>> start EXCERPTED DATA

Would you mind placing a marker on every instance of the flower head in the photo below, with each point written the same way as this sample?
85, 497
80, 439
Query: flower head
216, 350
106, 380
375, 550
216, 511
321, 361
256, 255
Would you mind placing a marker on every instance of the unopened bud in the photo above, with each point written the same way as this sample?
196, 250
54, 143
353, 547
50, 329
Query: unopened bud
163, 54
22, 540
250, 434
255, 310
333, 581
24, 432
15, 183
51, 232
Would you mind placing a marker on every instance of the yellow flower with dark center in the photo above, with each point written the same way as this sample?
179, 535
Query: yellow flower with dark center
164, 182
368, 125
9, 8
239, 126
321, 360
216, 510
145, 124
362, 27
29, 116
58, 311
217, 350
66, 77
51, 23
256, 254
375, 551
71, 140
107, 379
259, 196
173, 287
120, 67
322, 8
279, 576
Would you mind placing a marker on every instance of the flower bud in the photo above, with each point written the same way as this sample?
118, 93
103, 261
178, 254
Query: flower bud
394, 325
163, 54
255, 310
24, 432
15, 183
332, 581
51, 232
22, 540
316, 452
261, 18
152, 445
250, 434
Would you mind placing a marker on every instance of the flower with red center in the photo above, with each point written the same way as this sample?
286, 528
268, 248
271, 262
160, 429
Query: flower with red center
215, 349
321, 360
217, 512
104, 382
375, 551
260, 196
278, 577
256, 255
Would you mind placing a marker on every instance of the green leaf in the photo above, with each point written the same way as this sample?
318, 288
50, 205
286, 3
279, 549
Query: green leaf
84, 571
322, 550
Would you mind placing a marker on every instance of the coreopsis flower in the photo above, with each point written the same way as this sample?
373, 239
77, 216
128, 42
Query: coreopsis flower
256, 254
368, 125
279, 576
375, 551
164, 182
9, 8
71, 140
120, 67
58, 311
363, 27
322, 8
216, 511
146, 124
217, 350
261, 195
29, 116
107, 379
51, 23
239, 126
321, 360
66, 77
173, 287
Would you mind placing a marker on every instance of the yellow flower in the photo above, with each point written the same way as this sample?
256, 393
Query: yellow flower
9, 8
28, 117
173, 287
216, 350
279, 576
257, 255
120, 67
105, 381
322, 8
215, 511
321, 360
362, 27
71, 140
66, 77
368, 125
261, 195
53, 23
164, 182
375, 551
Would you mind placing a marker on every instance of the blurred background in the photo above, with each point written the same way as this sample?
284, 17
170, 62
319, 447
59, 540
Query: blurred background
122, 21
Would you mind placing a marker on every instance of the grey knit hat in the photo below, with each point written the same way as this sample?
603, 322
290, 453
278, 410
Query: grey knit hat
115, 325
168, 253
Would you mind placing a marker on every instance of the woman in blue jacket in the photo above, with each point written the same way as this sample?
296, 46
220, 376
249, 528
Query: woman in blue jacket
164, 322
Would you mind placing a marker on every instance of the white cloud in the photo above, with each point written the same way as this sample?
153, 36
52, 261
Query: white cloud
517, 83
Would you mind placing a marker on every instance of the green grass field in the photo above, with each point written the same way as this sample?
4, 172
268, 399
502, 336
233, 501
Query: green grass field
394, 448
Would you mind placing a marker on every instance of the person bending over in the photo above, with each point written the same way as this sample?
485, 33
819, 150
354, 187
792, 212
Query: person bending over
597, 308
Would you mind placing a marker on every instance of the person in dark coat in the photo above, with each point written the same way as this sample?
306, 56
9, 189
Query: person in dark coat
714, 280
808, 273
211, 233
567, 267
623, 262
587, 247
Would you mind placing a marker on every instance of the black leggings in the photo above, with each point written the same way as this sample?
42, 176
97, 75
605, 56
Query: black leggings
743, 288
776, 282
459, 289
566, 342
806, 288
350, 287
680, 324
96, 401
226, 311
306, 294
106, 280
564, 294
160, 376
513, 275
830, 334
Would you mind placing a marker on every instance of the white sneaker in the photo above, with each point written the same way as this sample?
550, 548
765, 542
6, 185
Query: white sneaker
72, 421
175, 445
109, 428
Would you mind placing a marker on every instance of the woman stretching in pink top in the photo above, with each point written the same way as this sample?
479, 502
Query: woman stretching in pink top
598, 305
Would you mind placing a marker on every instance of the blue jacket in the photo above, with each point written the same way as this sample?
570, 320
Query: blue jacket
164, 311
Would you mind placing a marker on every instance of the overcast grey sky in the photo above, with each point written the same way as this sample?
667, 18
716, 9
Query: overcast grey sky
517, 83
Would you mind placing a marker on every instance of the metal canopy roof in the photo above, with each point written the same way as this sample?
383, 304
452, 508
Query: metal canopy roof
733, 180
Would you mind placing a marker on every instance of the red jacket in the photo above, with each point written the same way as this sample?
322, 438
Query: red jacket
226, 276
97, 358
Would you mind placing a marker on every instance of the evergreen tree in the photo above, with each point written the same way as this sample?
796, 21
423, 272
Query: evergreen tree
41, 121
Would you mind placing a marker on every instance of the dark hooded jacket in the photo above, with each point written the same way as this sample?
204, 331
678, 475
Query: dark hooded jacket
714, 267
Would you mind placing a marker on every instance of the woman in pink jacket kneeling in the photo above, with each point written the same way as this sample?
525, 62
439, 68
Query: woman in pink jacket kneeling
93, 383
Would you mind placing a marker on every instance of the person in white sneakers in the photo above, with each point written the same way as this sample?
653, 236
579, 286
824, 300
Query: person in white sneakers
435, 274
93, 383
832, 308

>> end EXCERPTED DATA

TASK DESCRIPTION: Extract every one of the lines above and reproduce each one word for word, in its original order.

WRITTEN ANSWER:
Would you mind placing a marker on every instance of the flower head in the photo below, with each point written the same way as this sample?
85, 497
80, 439
Query: flower head
216, 350
106, 380
375, 550
216, 511
321, 361
256, 255
Would you mind placing a marker on every instance of the unopened bud in the photo above, with each point written the same way as this sample?
196, 250
54, 143
353, 547
50, 329
Query: unopened bud
163, 54
22, 540
250, 434
255, 310
333, 581
24, 432
15, 183
51, 232
Would you mind placing a marker on every instance of the yellow flower with dark center in the photo above, with each point written the same way as this sample?
179, 535
Query: yellow flower with dark center
164, 182
368, 125
9, 8
239, 126
321, 360
216, 510
145, 124
362, 27
29, 116
58, 311
217, 350
66, 77
51, 23
256, 254
375, 551
71, 140
107, 379
259, 196
173, 287
120, 67
322, 8
279, 576
Would you mind placing a marker on every instance of the flower bud in the photo above, with each point written the same way as this sample?
118, 93
103, 261
178, 254
Query: flower bud
394, 325
163, 54
255, 310
24, 432
15, 183
332, 581
51, 232
22, 540
316, 452
261, 18
152, 445
250, 434
Would you mind placing a marker on every instance of the flower with red center in the photo above, with each point written the same way as this sample?
286, 528
268, 248
271, 262
160, 429
Query: flower with red center
215, 349
321, 360
217, 512
104, 382
375, 551
260, 196
278, 577
256, 255
Would you mind placing a marker on every instance of the green leaf in the photo above, with each point written the same way as this sample?
318, 288
50, 205
286, 3
279, 549
Query: green leaf
84, 571
322, 550
Would you mind placing a marker on every instance of the coreopsis flower in the photo above, with each point written the same way as this sample?
373, 239
77, 216
128, 42
Query: coreopsis flower
256, 254
368, 125
279, 576
375, 551
164, 182
9, 8
71, 140
120, 67
58, 311
363, 27
322, 8
216, 511
146, 124
217, 350
261, 195
29, 116
107, 379
51, 23
239, 126
321, 360
66, 77
173, 287
Would you mind placing a marker on every instance of the yellow flower in the photo above, with each point written the same way as this sample?
256, 393
Query: yellow flower
9, 8
28, 117
173, 287
216, 350
279, 576
257, 255
120, 67
105, 381
322, 8
215, 511
321, 360
362, 27
71, 140
66, 77
368, 125
261, 195
53, 23
164, 182
375, 551
Would you mind placing a marker on every instance of the blurred background in the photo above, with each point written the same way as this sample?
284, 17
170, 62
319, 447
59, 540
Query: blurred background
122, 21
Would you mind placing a marker on every instance of the grey knit hat in the photo below, with each point written the same way as this sample?
603, 322
290, 453
278, 410
Query: grey knit hat
115, 325
168, 253
Would you mind placing a marker on every instance of the woman in blue jacket in the photo above, with each point written the same way as this sample?
296, 46
220, 376
249, 528
Query: woman in blue jacket
164, 322
Would you mind placing a marker on every instance of the white cloud in the photo above, with each point written the same way as this sample?
153, 36
52, 261
Query: white cloud
517, 83
Would you mind placing a marker on every instance of the green grass field in the photo above, with each point written the same way as this sample?
4, 172
268, 399
502, 336
233, 501
Query: green grass field
394, 448
Would you mind placing a marker on every instance of the person bending over in the photo above, with each point written the same way as this sample?
485, 33
819, 150
354, 187
792, 212
Query: person bending over
597, 308
Would you mind placing a marker on every instance of the person in dark coat in the photo above, with each point written the same way as this sample?
306, 56
9, 189
Query: person in dark coat
714, 280
808, 273
211, 233
567, 267
623, 262
587, 247
Would you mind placing a marker on every instance of the black leggings in the photo above, with each point written the same way as this sample?
42, 176
97, 75
605, 56
Query: black leggings
743, 288
776, 282
459, 289
566, 342
806, 288
350, 287
680, 324
96, 401
226, 311
306, 294
106, 280
564, 294
160, 376
513, 275
830, 334
Would you mind placing a marker on every instance of the white sneaker in the photo above, with each point written the same way as this sample?
550, 548
765, 542
6, 185
Query: white sneaker
72, 421
175, 445
109, 428
Would you mind placing a marker on every instance of the woman stretching in pink top in the photo above, with each point written the same way as this sample?
479, 502
Query: woman stretching in pink top
598, 305
Would you mind placing a marker on every instance of the blue jacket in the photo above, with each point written the same way as this sample?
570, 320
Query: blue jacket
164, 311
Would you mind placing a marker on every instance of the overcast grey sky in the photo above, with each point written the same way as this sample?
667, 18
716, 9
Query: overcast grey sky
517, 83
Would you mind placing a marker on every instance of the metal canopy roof in the photo above, with each point written the same way as this sample?
383, 304
452, 508
Query: metal canopy roof
733, 180
Would you mind placing a marker on every instance of the red jacket in the photo above, with each point written the same way as this sample?
322, 438
Query: red jacket
226, 276
97, 358
Would you mind placing a marker on every instance of the evergreen tree in the photo above, with each point written the same way as this sample?
796, 21
423, 272
Query: evergreen tree
41, 121
Would you mind placing a marker on every instance of the dark hooded jacket in the photo above, with each point written the same way as this sample?
204, 331
678, 475
Query: dark hooded jacket
714, 267
Would you mind placing a marker on every instance of the woman in pink jacket kneeling in the photo above, with each point written the same way as this sample?
525, 62
439, 68
Query: woman in pink jacket kneeling
93, 383
Would you mind placing a marker on every instance of the person in white sneakers in the photo above, with each point written the same way as this sample?
653, 236
579, 286
824, 300
Query: person in white sneakers
435, 274
93, 383
832, 308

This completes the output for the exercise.